Search the material for the word "ledge" and copy every line in which it occurs.
Extracted data Block Start
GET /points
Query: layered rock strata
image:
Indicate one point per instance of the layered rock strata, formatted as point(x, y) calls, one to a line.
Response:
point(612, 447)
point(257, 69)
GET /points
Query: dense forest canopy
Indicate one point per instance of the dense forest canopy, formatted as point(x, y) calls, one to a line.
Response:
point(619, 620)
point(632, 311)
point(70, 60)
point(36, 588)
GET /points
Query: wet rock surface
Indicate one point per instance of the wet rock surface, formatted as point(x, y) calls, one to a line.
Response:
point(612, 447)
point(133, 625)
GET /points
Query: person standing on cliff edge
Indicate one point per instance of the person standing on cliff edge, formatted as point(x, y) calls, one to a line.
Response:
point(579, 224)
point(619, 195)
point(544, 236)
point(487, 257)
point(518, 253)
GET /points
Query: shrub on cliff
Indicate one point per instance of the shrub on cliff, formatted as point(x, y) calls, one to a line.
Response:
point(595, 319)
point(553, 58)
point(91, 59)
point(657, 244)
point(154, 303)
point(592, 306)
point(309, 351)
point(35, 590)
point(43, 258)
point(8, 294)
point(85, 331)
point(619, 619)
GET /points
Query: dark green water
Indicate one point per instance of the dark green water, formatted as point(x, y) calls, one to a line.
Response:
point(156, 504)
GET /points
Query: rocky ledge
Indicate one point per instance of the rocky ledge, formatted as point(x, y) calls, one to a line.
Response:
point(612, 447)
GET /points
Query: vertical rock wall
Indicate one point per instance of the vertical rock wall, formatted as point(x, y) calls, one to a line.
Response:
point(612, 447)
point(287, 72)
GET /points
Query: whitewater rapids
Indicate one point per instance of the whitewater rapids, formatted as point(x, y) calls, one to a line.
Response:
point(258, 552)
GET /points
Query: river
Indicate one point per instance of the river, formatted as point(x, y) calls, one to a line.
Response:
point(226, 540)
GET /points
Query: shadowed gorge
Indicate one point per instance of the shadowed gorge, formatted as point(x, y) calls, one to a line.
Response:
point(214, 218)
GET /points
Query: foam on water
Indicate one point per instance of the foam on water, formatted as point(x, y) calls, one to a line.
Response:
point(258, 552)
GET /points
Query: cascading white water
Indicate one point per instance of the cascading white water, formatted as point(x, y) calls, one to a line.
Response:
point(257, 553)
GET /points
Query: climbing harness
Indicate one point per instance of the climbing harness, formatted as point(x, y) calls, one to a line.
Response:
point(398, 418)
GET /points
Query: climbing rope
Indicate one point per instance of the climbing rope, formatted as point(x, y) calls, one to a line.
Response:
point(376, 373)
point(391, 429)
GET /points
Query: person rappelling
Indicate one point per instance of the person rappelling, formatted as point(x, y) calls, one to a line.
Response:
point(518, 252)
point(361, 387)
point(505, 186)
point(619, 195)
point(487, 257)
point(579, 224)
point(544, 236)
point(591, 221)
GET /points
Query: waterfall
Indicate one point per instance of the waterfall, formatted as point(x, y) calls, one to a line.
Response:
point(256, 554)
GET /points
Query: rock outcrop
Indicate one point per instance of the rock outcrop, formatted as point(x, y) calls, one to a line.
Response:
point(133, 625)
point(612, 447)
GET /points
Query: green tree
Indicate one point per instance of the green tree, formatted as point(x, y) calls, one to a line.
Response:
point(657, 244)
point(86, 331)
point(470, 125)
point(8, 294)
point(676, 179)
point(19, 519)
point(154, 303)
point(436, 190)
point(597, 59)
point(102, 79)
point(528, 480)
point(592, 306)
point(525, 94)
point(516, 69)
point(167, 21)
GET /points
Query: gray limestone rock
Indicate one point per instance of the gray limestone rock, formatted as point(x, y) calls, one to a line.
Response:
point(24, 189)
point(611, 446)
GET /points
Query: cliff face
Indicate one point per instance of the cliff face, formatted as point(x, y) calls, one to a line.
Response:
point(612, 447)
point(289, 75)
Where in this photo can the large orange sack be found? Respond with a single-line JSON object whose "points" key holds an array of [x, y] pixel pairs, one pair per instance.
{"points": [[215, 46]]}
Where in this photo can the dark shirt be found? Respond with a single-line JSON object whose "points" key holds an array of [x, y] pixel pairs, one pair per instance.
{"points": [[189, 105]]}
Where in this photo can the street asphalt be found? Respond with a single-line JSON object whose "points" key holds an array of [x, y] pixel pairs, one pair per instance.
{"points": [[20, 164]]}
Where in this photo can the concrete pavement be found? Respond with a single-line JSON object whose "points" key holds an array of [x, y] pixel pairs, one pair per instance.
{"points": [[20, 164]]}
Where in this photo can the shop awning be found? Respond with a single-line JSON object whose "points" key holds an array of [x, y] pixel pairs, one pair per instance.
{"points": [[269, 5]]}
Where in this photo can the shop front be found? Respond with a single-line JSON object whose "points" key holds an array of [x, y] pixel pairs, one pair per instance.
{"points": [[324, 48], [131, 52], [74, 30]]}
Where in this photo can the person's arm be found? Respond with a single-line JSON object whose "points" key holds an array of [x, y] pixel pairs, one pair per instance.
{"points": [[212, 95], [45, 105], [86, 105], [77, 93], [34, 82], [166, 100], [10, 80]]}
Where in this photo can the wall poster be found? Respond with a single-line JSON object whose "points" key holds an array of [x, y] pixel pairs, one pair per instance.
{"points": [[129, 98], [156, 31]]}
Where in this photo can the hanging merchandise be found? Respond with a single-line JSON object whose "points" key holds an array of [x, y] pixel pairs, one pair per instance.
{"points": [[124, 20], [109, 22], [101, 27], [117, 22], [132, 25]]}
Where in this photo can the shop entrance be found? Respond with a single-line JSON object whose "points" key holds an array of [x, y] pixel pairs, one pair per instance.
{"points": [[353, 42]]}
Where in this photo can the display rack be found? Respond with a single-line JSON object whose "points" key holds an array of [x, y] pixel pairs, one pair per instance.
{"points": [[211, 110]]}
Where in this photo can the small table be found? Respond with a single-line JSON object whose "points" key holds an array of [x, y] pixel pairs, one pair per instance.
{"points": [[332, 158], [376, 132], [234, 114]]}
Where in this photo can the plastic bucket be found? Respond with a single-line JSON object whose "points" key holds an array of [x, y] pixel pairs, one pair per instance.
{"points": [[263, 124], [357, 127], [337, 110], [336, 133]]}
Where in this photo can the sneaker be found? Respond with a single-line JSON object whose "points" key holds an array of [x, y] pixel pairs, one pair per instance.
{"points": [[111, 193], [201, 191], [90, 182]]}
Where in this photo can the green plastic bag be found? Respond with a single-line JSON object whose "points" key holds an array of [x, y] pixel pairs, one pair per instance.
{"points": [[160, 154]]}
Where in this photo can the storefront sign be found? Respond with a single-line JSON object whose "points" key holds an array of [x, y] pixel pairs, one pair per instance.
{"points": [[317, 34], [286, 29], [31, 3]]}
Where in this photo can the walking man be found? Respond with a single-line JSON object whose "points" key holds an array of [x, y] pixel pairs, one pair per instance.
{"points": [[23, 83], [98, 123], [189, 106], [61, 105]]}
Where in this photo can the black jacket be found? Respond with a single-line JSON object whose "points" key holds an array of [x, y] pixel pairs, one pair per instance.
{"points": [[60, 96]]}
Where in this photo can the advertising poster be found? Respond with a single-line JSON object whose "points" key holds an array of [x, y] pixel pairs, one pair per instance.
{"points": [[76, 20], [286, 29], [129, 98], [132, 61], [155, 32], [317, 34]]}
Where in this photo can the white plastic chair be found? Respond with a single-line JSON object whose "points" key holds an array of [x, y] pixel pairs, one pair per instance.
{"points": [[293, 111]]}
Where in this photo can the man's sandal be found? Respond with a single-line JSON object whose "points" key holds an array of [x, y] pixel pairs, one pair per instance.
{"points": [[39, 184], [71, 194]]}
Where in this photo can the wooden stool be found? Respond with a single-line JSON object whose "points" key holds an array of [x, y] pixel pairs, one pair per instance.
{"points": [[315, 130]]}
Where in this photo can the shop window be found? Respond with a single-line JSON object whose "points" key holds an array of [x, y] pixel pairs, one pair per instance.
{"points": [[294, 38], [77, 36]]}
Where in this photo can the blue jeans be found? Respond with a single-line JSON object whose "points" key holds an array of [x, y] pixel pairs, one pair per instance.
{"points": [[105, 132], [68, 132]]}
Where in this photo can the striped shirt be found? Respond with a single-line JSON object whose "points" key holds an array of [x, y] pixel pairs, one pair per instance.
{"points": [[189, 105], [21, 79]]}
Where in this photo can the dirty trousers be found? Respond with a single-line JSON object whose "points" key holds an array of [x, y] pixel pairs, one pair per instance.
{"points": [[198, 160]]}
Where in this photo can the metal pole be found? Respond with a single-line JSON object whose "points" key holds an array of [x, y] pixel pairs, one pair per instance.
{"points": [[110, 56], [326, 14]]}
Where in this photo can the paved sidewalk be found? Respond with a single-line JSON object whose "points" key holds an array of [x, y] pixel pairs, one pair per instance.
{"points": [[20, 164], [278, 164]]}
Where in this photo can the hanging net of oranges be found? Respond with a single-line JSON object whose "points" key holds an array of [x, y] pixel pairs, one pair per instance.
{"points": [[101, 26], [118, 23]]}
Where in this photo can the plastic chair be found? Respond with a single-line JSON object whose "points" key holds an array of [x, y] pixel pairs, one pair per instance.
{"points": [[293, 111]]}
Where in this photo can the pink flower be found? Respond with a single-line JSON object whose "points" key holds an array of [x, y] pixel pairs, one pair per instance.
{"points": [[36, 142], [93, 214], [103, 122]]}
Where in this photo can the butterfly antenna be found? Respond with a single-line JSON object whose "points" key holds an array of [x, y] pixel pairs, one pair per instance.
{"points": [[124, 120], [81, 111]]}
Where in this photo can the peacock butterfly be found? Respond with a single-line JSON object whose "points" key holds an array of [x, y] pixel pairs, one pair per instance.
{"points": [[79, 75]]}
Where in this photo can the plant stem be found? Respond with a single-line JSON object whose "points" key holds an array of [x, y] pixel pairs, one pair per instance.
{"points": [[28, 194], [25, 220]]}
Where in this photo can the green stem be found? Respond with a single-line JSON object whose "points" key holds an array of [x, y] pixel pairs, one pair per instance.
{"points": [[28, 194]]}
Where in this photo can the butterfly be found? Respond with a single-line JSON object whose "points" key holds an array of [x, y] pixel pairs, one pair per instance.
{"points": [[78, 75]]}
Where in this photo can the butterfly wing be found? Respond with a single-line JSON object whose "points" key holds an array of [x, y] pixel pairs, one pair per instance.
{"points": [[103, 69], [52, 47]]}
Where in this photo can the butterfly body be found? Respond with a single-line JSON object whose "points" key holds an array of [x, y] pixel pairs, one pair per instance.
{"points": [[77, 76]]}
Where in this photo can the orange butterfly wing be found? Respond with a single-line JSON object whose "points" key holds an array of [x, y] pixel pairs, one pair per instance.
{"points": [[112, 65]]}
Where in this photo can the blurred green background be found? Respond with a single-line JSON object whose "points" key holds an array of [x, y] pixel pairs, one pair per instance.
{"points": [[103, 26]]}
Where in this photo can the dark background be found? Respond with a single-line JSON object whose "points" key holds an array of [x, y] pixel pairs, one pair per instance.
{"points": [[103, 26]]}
Extracted data Block End
◆ Response area:
Query: rocky ledge
Indicate one point per instance of the rocky ledge, formatted as point(x, y) calls, one to a line.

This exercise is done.